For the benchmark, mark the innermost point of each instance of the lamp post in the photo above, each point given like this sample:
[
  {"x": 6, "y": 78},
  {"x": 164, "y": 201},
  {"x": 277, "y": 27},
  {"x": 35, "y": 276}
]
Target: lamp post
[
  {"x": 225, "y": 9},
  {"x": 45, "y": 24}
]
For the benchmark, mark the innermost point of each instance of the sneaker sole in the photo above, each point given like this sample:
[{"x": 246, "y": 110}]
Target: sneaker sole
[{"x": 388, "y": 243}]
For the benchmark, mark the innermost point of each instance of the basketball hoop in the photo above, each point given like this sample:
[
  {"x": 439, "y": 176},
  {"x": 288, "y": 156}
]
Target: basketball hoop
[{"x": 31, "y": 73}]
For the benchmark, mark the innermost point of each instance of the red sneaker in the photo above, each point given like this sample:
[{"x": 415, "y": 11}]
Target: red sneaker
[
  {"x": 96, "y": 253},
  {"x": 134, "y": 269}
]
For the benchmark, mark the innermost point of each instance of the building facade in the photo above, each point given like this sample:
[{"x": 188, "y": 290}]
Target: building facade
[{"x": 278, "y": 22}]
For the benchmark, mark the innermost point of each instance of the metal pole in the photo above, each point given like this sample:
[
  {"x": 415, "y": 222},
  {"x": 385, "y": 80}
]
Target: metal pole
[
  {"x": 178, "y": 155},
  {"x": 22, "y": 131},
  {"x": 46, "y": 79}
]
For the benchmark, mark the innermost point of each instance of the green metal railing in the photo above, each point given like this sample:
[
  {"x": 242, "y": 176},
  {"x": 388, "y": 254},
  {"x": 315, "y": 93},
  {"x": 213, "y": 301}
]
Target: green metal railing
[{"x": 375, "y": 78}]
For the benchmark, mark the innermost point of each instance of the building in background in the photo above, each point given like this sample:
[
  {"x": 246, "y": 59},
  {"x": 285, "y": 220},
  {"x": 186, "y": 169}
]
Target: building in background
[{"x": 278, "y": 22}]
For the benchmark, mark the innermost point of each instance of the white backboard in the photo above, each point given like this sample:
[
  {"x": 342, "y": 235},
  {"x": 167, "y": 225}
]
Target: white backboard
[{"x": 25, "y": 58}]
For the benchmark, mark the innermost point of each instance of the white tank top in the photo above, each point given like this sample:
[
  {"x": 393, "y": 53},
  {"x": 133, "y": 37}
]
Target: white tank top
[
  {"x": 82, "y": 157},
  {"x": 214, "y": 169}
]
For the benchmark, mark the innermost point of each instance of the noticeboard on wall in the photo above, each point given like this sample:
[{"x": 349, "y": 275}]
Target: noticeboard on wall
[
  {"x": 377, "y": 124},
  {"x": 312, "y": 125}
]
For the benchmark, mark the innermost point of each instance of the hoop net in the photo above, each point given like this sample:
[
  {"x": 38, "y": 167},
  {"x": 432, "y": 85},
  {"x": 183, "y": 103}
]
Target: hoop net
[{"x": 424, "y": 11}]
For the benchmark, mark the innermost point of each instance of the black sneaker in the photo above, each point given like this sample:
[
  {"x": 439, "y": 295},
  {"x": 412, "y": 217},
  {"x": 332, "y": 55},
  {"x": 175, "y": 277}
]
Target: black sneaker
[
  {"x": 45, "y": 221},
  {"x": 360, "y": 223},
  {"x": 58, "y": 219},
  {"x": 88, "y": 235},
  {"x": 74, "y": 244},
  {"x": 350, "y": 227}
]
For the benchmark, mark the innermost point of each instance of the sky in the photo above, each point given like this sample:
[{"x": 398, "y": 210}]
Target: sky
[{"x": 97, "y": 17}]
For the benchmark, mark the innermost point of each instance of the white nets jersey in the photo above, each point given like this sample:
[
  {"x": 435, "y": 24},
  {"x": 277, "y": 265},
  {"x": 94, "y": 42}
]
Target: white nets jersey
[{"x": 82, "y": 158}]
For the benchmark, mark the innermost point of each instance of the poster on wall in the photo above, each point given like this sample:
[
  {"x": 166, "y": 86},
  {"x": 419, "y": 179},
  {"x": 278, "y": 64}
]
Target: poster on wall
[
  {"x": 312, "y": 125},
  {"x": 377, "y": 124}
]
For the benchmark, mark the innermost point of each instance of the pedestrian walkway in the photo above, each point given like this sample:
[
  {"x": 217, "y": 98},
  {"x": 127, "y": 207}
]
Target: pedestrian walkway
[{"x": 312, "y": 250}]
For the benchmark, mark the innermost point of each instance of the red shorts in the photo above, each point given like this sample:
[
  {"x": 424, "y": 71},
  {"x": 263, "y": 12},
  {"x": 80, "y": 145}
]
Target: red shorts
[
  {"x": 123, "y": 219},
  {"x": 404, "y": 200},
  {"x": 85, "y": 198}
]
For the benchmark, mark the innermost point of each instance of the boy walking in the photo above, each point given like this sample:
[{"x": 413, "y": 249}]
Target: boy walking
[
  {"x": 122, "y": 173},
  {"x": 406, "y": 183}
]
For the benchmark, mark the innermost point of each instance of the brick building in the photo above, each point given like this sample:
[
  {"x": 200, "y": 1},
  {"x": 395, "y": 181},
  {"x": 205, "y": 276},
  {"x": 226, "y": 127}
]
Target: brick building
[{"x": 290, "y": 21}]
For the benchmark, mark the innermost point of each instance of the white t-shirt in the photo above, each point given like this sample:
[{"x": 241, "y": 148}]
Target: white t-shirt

TO BE DONE:
Please lay out the material from the line containing "the white t-shirt" through the end of the material as a Markdown table with the columns Row and Line, numbering each row and leaving out blank lines.

WRITTEN SOLUTION:
| Row | Line |
|---|---|
| 1 | For the benchmark, mark the innermost point of each instance of the white t-shirt in the photo above, each point given like this sample: |
| 2 | [{"x": 241, "y": 148}] |
| 3 | Target: white t-shirt |